**Document extract**
───

The sixth Fed meeting of 2018 is scheduled to start Tuesday. The FOMC statement should be released on 2:00pm Wednesday. A rate hike is expected which will move the target federal funds rate range to 2.00% - 2.25%. A Fed rate hike on Wednesday would be the third rate hike this year and the eighth rate hike since the Fed began normalizing rates in December 2015. After Wednesday, one more Fed rate hike is likely for 2018. How will this affect deposit rates? To help answer that question, we did an analysis of our proprietary banking data with a focus on savings account yields since the Fed started raising rates.
Savings Account Rate Increases Are Accelerating
Savings account rates have generally been slow to respond to the Fed rate hikes. Only minor savings account rate gains were visible for the first three Fed rate hikes. That started to change after the fourth Fed rate hike in June 2017.

───

**Given request 1**
Please reproduce the Fed rate passage word for word, between "The sixth Fed" and "started raising rates.", inclusive.
**Given request 2**
Answer these questions from the Fed rate passage:
(a) What target federal funds rate range would the expected hike produce?
(b) In what month and year did the Fed begin normalizing rates?
(c) After which Fed rate hike, and in what month, did savings account rates start to change?

**Provided records**
───

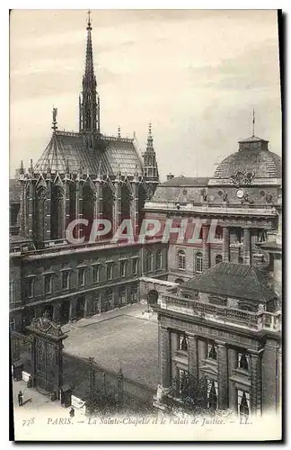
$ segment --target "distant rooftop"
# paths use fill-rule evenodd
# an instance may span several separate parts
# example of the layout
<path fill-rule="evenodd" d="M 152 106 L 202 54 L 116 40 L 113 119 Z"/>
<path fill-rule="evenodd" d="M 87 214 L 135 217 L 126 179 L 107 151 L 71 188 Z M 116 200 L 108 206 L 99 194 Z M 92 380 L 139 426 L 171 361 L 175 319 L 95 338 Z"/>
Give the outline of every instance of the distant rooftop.
<path fill-rule="evenodd" d="M 266 302 L 276 297 L 262 284 L 258 269 L 237 263 L 219 263 L 181 284 L 181 287 L 256 302 Z"/>

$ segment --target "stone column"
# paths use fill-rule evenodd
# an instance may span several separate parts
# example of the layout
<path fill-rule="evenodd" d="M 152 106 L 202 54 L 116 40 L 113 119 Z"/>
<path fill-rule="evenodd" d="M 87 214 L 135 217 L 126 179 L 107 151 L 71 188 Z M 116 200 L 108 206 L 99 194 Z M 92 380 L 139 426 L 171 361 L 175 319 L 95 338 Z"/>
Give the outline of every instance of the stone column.
<path fill-rule="evenodd" d="M 76 320 L 76 297 L 73 297 L 70 302 L 69 321 Z"/>
<path fill-rule="evenodd" d="M 188 336 L 188 371 L 196 382 L 198 380 L 198 338 L 194 335 Z"/>
<path fill-rule="evenodd" d="M 60 308 L 61 308 L 61 304 L 60 303 L 55 303 L 53 304 L 53 317 L 52 317 L 52 320 L 54 322 L 56 323 L 59 323 L 60 322 Z"/>
<path fill-rule="evenodd" d="M 28 235 L 31 238 L 34 237 L 34 209 L 35 209 L 35 193 L 33 181 L 30 181 L 29 184 L 29 199 L 28 199 Z"/>
<path fill-rule="evenodd" d="M 223 228 L 223 262 L 229 262 L 229 228 Z"/>
<path fill-rule="evenodd" d="M 202 225 L 202 256 L 203 272 L 209 268 L 209 244 L 207 243 L 208 226 Z"/>
<path fill-rule="evenodd" d="M 121 220 L 121 184 L 115 183 L 115 198 L 113 205 L 113 235 L 118 230 Z"/>
<path fill-rule="evenodd" d="M 163 392 L 171 386 L 171 356 L 170 356 L 170 333 L 168 329 L 162 328 L 159 323 L 159 348 L 160 365 L 159 381 Z"/>
<path fill-rule="evenodd" d="M 273 368 L 271 370 L 274 370 Z M 252 416 L 260 410 L 260 358 L 259 353 L 251 354 L 251 392 L 250 403 Z M 273 399 L 274 400 L 274 399 Z"/>
<path fill-rule="evenodd" d="M 228 408 L 228 371 L 227 350 L 225 344 L 217 345 L 217 367 L 218 367 L 218 408 Z"/>
<path fill-rule="evenodd" d="M 251 264 L 251 230 L 243 230 L 243 264 Z"/>

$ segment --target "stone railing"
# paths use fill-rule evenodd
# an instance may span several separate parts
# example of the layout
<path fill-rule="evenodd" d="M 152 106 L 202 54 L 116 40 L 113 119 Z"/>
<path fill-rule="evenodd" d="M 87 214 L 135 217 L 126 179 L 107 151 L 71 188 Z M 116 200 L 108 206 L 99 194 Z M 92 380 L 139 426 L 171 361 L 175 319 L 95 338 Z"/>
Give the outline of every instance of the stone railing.
<path fill-rule="evenodd" d="M 281 330 L 281 311 L 275 313 L 260 311 L 251 312 L 237 308 L 207 303 L 198 300 L 185 299 L 174 295 L 161 294 L 161 308 L 189 316 L 199 317 L 205 320 L 229 323 L 235 327 L 253 330 Z"/>

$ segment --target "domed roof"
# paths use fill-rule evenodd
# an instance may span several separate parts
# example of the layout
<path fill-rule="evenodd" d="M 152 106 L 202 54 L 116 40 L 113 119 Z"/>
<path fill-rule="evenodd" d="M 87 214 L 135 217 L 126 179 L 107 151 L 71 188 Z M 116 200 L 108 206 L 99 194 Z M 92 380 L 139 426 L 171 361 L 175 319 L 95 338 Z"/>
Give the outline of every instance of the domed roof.
<path fill-rule="evenodd" d="M 253 174 L 254 178 L 281 178 L 281 158 L 268 149 L 267 140 L 252 136 L 239 144 L 239 150 L 217 166 L 214 178 L 231 178 L 237 173 Z"/>

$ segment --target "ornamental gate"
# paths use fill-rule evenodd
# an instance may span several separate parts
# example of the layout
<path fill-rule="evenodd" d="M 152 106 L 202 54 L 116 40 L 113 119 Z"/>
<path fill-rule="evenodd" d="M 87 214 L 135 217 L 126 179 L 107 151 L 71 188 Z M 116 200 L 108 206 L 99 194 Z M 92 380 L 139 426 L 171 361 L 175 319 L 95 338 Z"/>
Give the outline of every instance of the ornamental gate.
<path fill-rule="evenodd" d="M 59 399 L 63 385 L 63 340 L 67 338 L 46 311 L 26 327 L 31 342 L 31 383 L 41 393 L 56 392 Z"/>

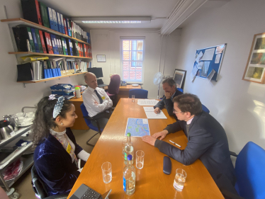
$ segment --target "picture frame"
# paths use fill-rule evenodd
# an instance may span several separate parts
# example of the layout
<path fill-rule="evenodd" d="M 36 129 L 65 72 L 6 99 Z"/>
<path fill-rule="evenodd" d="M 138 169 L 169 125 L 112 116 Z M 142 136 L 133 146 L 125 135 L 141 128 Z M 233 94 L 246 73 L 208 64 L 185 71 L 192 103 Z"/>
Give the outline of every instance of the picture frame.
<path fill-rule="evenodd" d="M 242 80 L 265 84 L 265 33 L 254 35 Z"/>
<path fill-rule="evenodd" d="M 186 70 L 175 69 L 173 79 L 175 81 L 177 88 L 184 89 L 186 72 Z"/>
<path fill-rule="evenodd" d="M 96 55 L 96 60 L 98 62 L 106 62 L 106 55 Z"/>

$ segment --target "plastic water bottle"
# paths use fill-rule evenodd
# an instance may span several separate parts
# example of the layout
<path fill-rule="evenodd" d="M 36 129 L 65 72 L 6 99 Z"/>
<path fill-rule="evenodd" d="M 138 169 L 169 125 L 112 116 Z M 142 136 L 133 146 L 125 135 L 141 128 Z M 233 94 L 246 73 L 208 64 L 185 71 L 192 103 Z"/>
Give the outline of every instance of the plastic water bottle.
<path fill-rule="evenodd" d="M 132 155 L 132 159 L 128 160 L 128 156 L 130 154 Z M 130 141 L 130 133 L 127 133 L 127 143 L 125 144 L 124 147 L 124 163 L 125 164 L 133 164 L 133 147 L 132 143 Z"/>
<path fill-rule="evenodd" d="M 129 154 L 127 158 L 131 161 L 132 157 Z M 123 169 L 123 191 L 129 195 L 135 191 L 135 168 L 132 164 L 127 164 Z"/>

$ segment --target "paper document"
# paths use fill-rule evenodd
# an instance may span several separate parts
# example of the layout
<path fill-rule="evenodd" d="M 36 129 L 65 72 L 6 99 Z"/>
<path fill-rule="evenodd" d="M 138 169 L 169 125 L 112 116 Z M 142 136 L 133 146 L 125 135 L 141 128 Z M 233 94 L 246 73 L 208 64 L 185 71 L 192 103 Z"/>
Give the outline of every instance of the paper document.
<path fill-rule="evenodd" d="M 206 49 L 204 52 L 204 55 L 203 58 L 201 58 L 201 61 L 210 61 L 213 60 L 213 54 L 215 54 L 215 47 Z"/>
<path fill-rule="evenodd" d="M 157 100 L 138 99 L 137 104 L 140 106 L 155 106 L 158 103 Z"/>
<path fill-rule="evenodd" d="M 148 119 L 167 119 L 162 111 L 159 113 L 155 113 L 154 112 L 154 108 L 150 106 L 144 106 L 146 116 Z"/>
<path fill-rule="evenodd" d="M 147 119 L 128 118 L 125 130 L 125 136 L 130 132 L 131 137 L 142 137 L 150 135 Z"/>
<path fill-rule="evenodd" d="M 221 55 L 222 54 L 217 54 L 216 55 L 215 64 L 219 64 L 219 62 L 220 62 L 220 58 L 221 57 Z"/>

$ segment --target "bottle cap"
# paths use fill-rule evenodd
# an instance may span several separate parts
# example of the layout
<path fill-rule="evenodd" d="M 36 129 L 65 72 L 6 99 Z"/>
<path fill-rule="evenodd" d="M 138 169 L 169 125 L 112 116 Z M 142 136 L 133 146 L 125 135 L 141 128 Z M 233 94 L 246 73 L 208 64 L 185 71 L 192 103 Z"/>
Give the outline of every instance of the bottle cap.
<path fill-rule="evenodd" d="M 131 154 L 128 154 L 128 156 L 127 157 L 127 159 L 128 160 L 132 160 L 132 156 Z"/>

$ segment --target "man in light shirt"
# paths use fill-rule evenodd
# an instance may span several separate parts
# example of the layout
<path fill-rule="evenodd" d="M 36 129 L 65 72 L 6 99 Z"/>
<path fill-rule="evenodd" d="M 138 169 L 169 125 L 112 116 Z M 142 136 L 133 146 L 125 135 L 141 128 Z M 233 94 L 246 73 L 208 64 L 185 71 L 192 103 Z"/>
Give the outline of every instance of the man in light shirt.
<path fill-rule="evenodd" d="M 201 159 L 221 192 L 225 190 L 237 195 L 234 188 L 236 181 L 234 167 L 227 137 L 222 125 L 202 110 L 200 99 L 195 95 L 177 96 L 173 103 L 173 113 L 179 120 L 152 136 L 142 137 L 142 140 L 185 165 Z M 188 139 L 185 149 L 162 140 L 167 134 L 178 133 L 180 130 L 184 132 Z M 177 137 L 171 140 L 179 144 Z"/>
<path fill-rule="evenodd" d="M 89 113 L 89 116 L 96 119 L 101 128 L 104 128 L 108 119 L 111 118 L 112 110 L 112 101 L 104 89 L 98 86 L 96 75 L 87 72 L 84 76 L 84 81 L 88 87 L 83 93 L 84 105 Z M 92 125 L 97 127 L 94 121 Z"/>

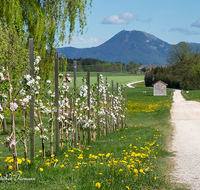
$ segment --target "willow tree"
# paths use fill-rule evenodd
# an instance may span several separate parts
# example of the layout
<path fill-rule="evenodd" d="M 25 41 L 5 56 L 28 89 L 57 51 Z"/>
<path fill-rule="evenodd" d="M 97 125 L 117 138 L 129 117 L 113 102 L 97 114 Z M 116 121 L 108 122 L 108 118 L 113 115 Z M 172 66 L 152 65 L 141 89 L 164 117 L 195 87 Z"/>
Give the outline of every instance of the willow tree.
<path fill-rule="evenodd" d="M 65 39 L 70 42 L 75 33 L 84 32 L 91 6 L 92 0 L 1 0 L 0 21 L 3 28 L 12 28 L 19 41 L 26 40 L 26 47 L 28 39 L 34 39 L 34 50 L 43 58 L 41 74 L 46 79 L 53 70 L 54 48 Z"/>

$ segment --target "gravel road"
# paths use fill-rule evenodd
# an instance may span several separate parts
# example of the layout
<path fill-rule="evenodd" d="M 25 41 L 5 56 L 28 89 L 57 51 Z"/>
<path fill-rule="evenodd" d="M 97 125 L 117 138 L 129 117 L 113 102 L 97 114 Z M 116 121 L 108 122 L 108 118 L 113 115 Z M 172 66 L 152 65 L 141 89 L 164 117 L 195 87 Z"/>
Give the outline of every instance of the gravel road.
<path fill-rule="evenodd" d="M 187 183 L 190 189 L 200 190 L 200 102 L 186 101 L 175 90 L 171 108 L 174 124 L 171 151 L 175 153 L 172 177 Z"/>

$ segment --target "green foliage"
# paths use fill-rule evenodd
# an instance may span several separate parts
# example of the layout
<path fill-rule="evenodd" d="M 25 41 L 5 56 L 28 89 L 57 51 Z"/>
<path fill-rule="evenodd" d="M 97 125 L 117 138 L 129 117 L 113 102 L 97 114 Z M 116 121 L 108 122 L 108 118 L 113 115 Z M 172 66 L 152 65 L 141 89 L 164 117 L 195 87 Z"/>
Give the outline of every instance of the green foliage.
<path fill-rule="evenodd" d="M 157 67 L 147 73 L 146 86 L 162 80 L 169 88 L 200 89 L 200 48 L 195 49 L 184 42 L 174 45 L 173 48 L 168 53 L 169 66 Z"/>
<path fill-rule="evenodd" d="M 20 34 L 22 31 L 18 30 Z M 13 31 L 12 27 L 3 28 L 0 21 L 0 69 L 7 70 L 7 78 L 12 78 L 12 85 L 19 85 L 21 77 L 29 69 L 29 52 L 26 41 Z M 26 34 L 24 34 L 24 37 Z"/>
<path fill-rule="evenodd" d="M 40 76 L 46 80 L 53 74 L 54 48 L 58 42 L 64 42 L 66 26 L 70 42 L 75 32 L 83 33 L 87 25 L 86 10 L 91 6 L 92 0 L 89 3 L 82 0 L 1 0 L 0 25 L 8 31 L 9 40 L 25 42 L 26 48 L 28 39 L 34 39 L 34 50 L 42 57 Z M 79 22 L 78 29 L 75 29 L 76 22 Z M 16 54 L 21 55 L 20 52 Z M 20 67 L 20 60 L 14 60 Z"/>

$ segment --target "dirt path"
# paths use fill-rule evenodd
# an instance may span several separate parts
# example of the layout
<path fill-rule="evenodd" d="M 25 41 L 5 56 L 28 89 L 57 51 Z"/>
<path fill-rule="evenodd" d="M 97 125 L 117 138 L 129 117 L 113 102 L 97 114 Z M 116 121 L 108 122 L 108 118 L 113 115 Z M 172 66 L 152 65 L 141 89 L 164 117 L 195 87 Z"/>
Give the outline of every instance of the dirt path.
<path fill-rule="evenodd" d="M 174 133 L 171 150 L 175 152 L 175 181 L 200 189 L 200 103 L 186 101 L 175 90 L 171 108 Z"/>

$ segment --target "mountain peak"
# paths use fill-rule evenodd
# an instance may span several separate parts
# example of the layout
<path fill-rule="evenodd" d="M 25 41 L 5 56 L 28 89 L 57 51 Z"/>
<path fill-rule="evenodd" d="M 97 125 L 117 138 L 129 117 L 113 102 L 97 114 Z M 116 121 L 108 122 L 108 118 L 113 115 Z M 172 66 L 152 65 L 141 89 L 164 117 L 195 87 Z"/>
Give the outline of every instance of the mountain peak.
<path fill-rule="evenodd" d="M 143 65 L 166 65 L 167 53 L 172 45 L 138 30 L 122 30 L 103 44 L 92 48 L 57 48 L 67 58 L 94 58 L 108 62 L 130 61 Z"/>

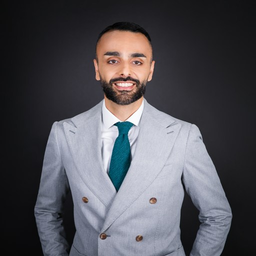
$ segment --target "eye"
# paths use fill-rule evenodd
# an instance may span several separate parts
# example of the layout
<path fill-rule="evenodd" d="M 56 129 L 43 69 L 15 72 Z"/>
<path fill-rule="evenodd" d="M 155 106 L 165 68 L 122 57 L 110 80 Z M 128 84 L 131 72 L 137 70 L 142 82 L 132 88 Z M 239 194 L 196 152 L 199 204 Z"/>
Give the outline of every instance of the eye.
<path fill-rule="evenodd" d="M 132 63 L 133 63 L 134 64 L 135 64 L 137 66 L 142 65 L 142 63 L 140 62 L 139 62 L 138 60 L 134 60 L 134 62 L 132 62 Z"/>
<path fill-rule="evenodd" d="M 108 63 L 109 63 L 110 64 L 116 64 L 116 63 L 118 63 L 118 62 L 116 60 L 110 60 L 108 61 Z"/>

───

**Correct answer 1**
The sixth Fed meeting of 2018 is scheduled to start Tuesday. The FOMC statement should be released on 2:00pm Wednesday. A rate hike is expected which will move the target federal funds rate range to 2.00% - 2.25%. A Fed rate hike on Wednesday would be the third rate hike this year and the eighth rate hike since the Fed began normalizing rates in December 2015. After Wednesday, one more Fed rate hike is likely for 2018. How will this affect deposit rates? To help answer that question, we did an analysis of our proprietary banking data with a focus on savings account yields since the Fed started raising rates.

**Correct answer 2**
(a) 2.00% - 2.25%
(b) December 2015
(c) The fourth Fed rate hike, in June 2017